▶ [Exercise instructions] Every line in the listing is to be echoed verbatim.
━━━━━ Dataset extract
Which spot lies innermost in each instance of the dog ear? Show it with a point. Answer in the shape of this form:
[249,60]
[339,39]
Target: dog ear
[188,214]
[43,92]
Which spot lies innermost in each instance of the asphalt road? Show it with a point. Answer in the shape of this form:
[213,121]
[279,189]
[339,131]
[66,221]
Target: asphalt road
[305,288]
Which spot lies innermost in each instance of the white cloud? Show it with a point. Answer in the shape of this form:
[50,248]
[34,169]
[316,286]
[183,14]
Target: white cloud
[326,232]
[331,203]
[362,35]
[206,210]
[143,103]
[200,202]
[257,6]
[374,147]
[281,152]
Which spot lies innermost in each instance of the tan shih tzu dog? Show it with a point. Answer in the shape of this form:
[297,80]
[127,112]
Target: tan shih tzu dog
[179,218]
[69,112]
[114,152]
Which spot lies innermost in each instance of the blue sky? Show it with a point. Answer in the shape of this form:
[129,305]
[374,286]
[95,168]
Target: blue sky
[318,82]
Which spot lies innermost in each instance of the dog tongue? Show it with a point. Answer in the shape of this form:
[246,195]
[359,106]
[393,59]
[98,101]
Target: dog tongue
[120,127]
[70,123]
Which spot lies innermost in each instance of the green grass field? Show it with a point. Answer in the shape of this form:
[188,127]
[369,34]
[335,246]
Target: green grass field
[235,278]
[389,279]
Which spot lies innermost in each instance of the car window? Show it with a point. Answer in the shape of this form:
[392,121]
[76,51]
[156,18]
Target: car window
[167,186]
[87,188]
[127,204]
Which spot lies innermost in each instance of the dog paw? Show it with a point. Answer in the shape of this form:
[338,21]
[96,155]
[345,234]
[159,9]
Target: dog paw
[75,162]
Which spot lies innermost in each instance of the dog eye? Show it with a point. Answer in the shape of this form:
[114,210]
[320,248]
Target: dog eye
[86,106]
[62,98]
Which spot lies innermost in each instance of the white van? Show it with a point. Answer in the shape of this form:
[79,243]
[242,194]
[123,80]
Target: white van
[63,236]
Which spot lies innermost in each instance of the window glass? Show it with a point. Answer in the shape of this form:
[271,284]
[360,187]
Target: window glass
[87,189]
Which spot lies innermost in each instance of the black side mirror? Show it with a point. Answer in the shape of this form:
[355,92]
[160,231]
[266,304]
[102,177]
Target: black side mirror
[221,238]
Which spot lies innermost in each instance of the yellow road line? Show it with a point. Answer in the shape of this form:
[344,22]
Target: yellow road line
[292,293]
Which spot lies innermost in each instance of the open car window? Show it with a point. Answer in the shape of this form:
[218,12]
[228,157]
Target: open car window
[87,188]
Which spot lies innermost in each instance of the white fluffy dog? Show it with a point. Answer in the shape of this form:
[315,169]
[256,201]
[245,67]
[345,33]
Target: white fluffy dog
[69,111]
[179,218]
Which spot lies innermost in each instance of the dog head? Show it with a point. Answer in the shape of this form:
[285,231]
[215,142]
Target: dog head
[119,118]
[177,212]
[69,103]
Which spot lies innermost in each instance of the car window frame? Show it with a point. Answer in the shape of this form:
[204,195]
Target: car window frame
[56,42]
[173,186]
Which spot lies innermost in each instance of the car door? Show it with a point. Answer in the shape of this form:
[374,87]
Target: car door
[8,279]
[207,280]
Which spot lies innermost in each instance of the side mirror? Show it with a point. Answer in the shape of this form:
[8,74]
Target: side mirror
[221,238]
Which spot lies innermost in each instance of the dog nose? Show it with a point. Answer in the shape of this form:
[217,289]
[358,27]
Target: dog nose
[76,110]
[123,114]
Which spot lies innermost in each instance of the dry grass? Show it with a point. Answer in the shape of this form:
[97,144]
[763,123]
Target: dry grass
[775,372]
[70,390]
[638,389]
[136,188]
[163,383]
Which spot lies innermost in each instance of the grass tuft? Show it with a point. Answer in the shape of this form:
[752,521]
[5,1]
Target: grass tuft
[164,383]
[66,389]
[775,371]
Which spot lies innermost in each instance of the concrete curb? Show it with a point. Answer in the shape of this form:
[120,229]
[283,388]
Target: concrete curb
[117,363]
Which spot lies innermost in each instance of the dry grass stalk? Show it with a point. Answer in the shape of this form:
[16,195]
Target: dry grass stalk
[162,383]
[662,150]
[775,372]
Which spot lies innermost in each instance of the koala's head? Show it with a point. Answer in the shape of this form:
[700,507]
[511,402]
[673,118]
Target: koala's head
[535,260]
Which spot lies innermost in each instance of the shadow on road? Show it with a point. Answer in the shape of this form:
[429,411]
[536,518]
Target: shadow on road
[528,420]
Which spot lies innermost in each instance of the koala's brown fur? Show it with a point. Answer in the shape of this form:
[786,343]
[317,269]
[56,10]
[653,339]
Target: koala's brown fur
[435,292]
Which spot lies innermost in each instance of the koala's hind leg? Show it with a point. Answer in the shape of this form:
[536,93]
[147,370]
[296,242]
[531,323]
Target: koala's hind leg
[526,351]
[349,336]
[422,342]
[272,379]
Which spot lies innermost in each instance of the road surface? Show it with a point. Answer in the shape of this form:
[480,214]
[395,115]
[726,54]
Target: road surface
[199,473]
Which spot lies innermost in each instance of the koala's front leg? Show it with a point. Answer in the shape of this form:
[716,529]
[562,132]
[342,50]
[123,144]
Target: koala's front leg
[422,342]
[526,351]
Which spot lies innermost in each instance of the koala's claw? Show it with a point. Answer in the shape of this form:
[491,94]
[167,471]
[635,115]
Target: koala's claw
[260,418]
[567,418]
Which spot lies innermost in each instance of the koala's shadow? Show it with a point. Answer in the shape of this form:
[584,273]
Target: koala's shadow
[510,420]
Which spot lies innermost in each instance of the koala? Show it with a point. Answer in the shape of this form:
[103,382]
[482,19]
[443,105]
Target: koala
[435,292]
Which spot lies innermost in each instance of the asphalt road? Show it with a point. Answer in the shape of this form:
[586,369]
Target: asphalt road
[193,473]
━━━━━━━━━━
▶ [Exercise response]
Which spot lies innermost in each instance of the dog ear? Show it with a point. Answer in the shape of this form:
[249,60]
[339,39]
Target: dog ear
[188,214]
[43,92]
Which spot lies innermost in each instance of the asphalt road? Show it with a point. Answer in the shape of this form:
[213,121]
[279,189]
[339,131]
[66,221]
Target: asphalt road
[305,288]
Which spot lies innermost in each instance of the white cloud? Show it with a point. Answer in the shape of this form:
[50,248]
[34,169]
[316,286]
[183,14]
Target: white cloud
[326,232]
[331,203]
[362,35]
[206,210]
[143,103]
[200,202]
[257,6]
[374,147]
[281,152]
Which spot lies innermost in each instance of the tan shih tzu dog? Show it with a point. Answer in the shape of this form:
[297,80]
[127,112]
Target: tan shih tzu dog
[179,218]
[69,112]
[114,152]
Which spot lies innermost in each instance of the blue sky? Show it with a point. Answer in the shape of this form:
[129,305]
[374,286]
[95,168]
Target: blue sky
[318,82]
Which spot lies innermost in each instance of the dog tongue? Show it with a point. Answer in the shape of this form:
[246,195]
[359,106]
[393,59]
[98,101]
Target: dog tongue
[120,127]
[70,123]
Which spot lies innermost in each instance of the green grass field? Show it with a point. Answer in the shape of this form:
[188,127]
[369,34]
[335,246]
Target: green grass field
[235,278]
[389,279]
Which spot lies innermost in each instance of the car window? Show it with a point. Answer in the shape of this form:
[392,121]
[76,51]
[156,18]
Target: car window
[167,186]
[87,188]
[127,204]
Which spot lies innermost in each instance of the dog paw? Show it with a point. Answer in the shape of this form:
[338,21]
[96,155]
[345,234]
[159,9]
Target: dog paw
[75,162]
Which spot lies innermost in each instance of the dog eye? Show it with a point. Answer in the shape of this form:
[114,210]
[320,248]
Target: dog eye
[86,106]
[62,98]
Which spot lies innermost in each instance of the white van? Show it with a point. Answer in the shape of this form:
[79,243]
[242,194]
[123,80]
Target: white van
[63,236]
Which spot lies innermost in each instance of the window glass? Show it with a point. Answer in the shape of this form:
[271,284]
[360,187]
Target: window glass
[87,189]
Which spot lies innermost in each instance of the black side mirror? Show it with a point. Answer in the shape of this form:
[355,92]
[160,231]
[266,304]
[102,177]
Target: black side mirror
[221,238]
Which spot lies innermost in each instance of the yellow road line? Show it with a point. Answer in the shape of this form:
[344,22]
Target: yellow road line
[292,293]
Which spot lies innermost in each instance of the open car window? Show it with a point. Answer in the shape of this form:
[218,12]
[228,157]
Target: open car window
[87,188]
Which spot lies innermost in each instance of the white fluffy dog? Show it with a point. Answer in the shape of this form:
[315,169]
[256,201]
[245,67]
[345,33]
Target: white fluffy dog
[69,111]
[179,218]
Which spot lies innermost in each instance of the dog head? Show it with a point. Answer in the shape of this form:
[285,231]
[215,142]
Target: dog head
[119,118]
[177,212]
[69,103]
Which spot lies innermost in each instance of the car window frame? Show it with a point. Answer in the shape of this form:
[204,195]
Target: car window frame
[56,42]
[173,186]
Which spot lies innermost in each instance of the car door? Show it with a point. Answer in the shape of this form:
[374,87]
Target: car door
[8,279]
[207,280]
Which spot lies innermost in each instance of the side mirror? Show it with a point. Answer in the shape of this form:
[8,74]
Target: side mirror
[221,238]
Which spot lies innermost in each instance of the dog nose? Show it with a point. Answer in the shape of this form:
[217,289]
[358,27]
Target: dog nose
[76,110]
[123,114]
Which spot lies innermost in each instance of the dry grass? Show it with a point. Answer in the shape of this form:
[97,144]
[763,123]
Target: dry grass
[775,372]
[70,390]
[638,389]
[136,188]
[163,383]
Which spot lies innermost in each instance of the grass tuft? Show it with a point. Answer in the shape of this form:
[752,521]
[5,1]
Target: grass tuft
[164,383]
[66,389]
[775,371]
Which spot lies innermost in each instance of the concrete curb? Show it with a point. Answer in the shape of this form:
[120,229]
[283,388]
Target: concrete curb
[117,363]
Which spot lies innermost in each instance of the dry grass stalk? Show it with a point. Answer in the shape of this form:
[16,195]
Target: dry grass stalk
[162,383]
[662,150]
[775,372]
Which spot lies innermost in each instance of the koala's head? Show it with a point. Answer in the shape of this form:
[700,507]
[511,402]
[673,118]
Target: koala's head
[535,260]
Which spot lies innermost in each instance of the shadow on road? Show it with a point. Answer in the shape of this form:
[429,411]
[536,518]
Target: shadow on road
[528,420]
Which spot lies innermost in each instance of the koala's brown fur? Show it with a point. Answer in the shape of this form:
[786,343]
[317,269]
[56,10]
[653,339]
Target: koala's brown fur
[435,292]
Which spot lies innermost in each instance of the koala's hind leg? Show it with a point. Answer in the shape of this form:
[536,93]
[147,370]
[296,242]
[531,323]
Target: koala's hind leg
[526,351]
[349,336]
[422,342]
[272,379]
Which spot lies innermost in each instance of the road surface? Show it with a point. Answer in the shape of this form:
[480,214]
[395,115]
[726,54]
Target: road surface
[199,473]
Which spot lies innermost in each instance of the koala's front leg? Show it with a point. Answer in the shape of this form:
[716,529]
[562,132]
[342,50]
[123,144]
Target: koala's front leg
[422,342]
[526,351]
Which spot lies innermost in each instance of the koala's claw? Show it with a point. Answer in the shape of this form:
[491,94]
[167,471]
[635,115]
Target: koala's claw
[260,418]
[567,418]
Which spot lies innermost in each instance of the koala's shadow? Show it with a point. Answer in the shape of this form:
[584,273]
Target: koala's shadow
[510,420]
Which spot lies innermost in each instance of the koala? Show it with a point. Answer in the shape of this form:
[103,382]
[482,19]
[443,105]
Target: koala
[435,292]
Which spot lies innermost in each instance of the asphalt road? Show it with a point. Answer in the shape of this form:
[586,369]
Target: asphalt road
[193,473]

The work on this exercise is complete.